- Problema 1
Nel brano sul Paradiso Riconquistato, perché Gesù non vuole l'adorazione delle folle che Satana gli promette? Rispondi in una o due frasi.
- Problema 2
Scrivi il seguito del brano sul Paradiso Riconquistato, ripartendo subito dopo la citazione con cui si chiude.

Trovo che la rilettura di questa disputa effettuata da John Milton ne “Il Paradiso Riconquistato” sia particolarmente illuminante. Per Milton, come per tanti altri pensatori, l’incarnazione è una degradazione ontologica, una spiacevole caduta in una gerarchia monistica materiale che va invertita. Quest’opera parte dalla premessa che Gesù sia il secondo Adamo e che il ritiro spirituale nel deserto, dove sarà “aggredito” da Satana, sia un viaggio alla scoperta di sé – come l’Odissea, come la cerca del Graal. Il dialogo miltoniano tra Gesù e Satana mostra un Satana molto retorico e sofisticato ed un Gesù semplice, preciso, conciso ed incisivo. Satana si affida al potere dello scrutinio razionale, come ogni formalista (la storia della Chiesa insegna). Tenta Gesù informandolo di un difetto fondamentale della sua opera: le sue virtù non sono sufficientemente pubblicizzate. Se solo il mondo si potesse accorgere della sua grandezza, la gloria e la fama sarebbero garantite. Gesù però sa che non trarrebbe alcun beneficio dall’adorazione delle folle, che non sono certamente sagge e non potrebbero mai veramente capire la specificità della sua missione. Le folle hanno dimostrato a più riprese di non essere in grado di discernere a chi spetti la loro ammirazione, intessendo le lodi di despoti e condottieri sanguinari. La vera gloria si consegue “per vie molto diverse”, cioè “senza ambizione, guerra o violenza; con opere di pace, saggezza eminente, pazienza e temperanza” (PR III). 
Satana insiste: libera Israele, come puoi restare indifferente di fronte all’oppressione dei popoli? Gesù mette in dubbio l’interpretazione della realtà formulata dal Tentatore: a chi verrebbe mai in mente di liberare chi è interiormente schiavo, prigioniero per sua stessa mano? Le persone che sono spiritualmente schiave non possono essere liberate: finché non scelgono di cambiare dall’interno non saranno in grado di capire cosa sia la libertà e la scambieranno per qualcos’altro
A questo punto Satana batte la strada che ha già portato alla rovina Eva ed Adamo. Se vuoi farcela, insinua il Tentatore, ti conviene equipaggiarti con la sapienza classica. Gesù ribatte che la comunione con Dio gli offre tutta la conoscenza di cui abbisogna: “Chi riceve la Luce dall’alto, dalla Fonte di luce, non necessita di altre dottrine, per quanto siano date per veridiche; ma esse sono false, o poco più che sogni, congetture, fantasticherie, costruite su fragili fondamenta” (PR IV, 286-292).

- Dati mostrati
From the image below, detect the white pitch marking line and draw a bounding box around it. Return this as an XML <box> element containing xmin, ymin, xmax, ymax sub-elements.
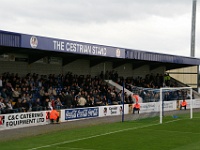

- Risultato 1
Perché le folle non sono sagge e non potrebbero mai capire davvero la sua missione. Inoltre hanno dimostrato più volte di non saper scegliere chi ammirare, lodando despoti e condottieri sanguinari.

- Risultato 2
Satana non è un rivoluzionario, ma un controrivoluzionario: gli piacciono le gerarchie feudali, ma vuole essere lui il capo. Gesù invece predica l’uguaglianza, ossia l’abolizione di tutte le gerarchie. Satana parla di libertà, ma le sue azioni sono all’insegna della dominazione, della gloria, della fama personale. Non riconosce gli altri come suoi pari. Non è neppure più un mentitore patologico, è una menzogna ambulante, così innamorato di sé stesso da aver rinunciato ad interessarsi a Dio, da desiderare di esistere per conto suo, da credere di non essere mai stato creato. Crede che lui ed i suoi angeli siano autogenerati "self-begot, self-raised" in virtù della loro potenza, in una sorta di percorso evolutivo spontaneo (fatal course). L’orgoglio, l’invidia, il risentimento, l’odio, la furia, la gelosia sono le sbarre della sua prigione infernale. Si sente vittima pur essendo la causa dei suoi mali e questo vittimismo perpetuo lo imprigiona e lo corrompe progressivamente.
Che cosa dovrebbe impedire alle legioni dell’Inferno di deporre Satana stesso, ora che quest’ultimo ha tracciato la strada della ribellione? Satana, come Robespierre, è un aspirante tirannicida con il cuore di un tiranno. Stabilisce una gerarchia infernale di carattere monarchico e nel farlo si appella proprio alla logica del sistema di potere che vuole abbattere. È un ipocrita. Usa le stesse parole per condannare gli uni e giustificare se stesso. Non è davvero possibile avere un dialogo con lui, perché il suo intelletto è gravemente compromesso, è virtualmente reso autistico dalla sua assoluta preferenza per se stesso. Di conseguenza, nelle tentazioni della Partia, di Roma e di Atene non possiamo fare a meno di notare la futilità dell’interloquire, che rende onore a Milton, disposto a sacrificare l’intrattenimento pur di preservare l’integrità dell’opera. Satana non è strutturalmente in grado di capire le argomentazioni di Gesù e quest’ultimo non è minimamente interessato alle profferte di Satana, che considera ben poca cosa rispetto a ciò che già possiede.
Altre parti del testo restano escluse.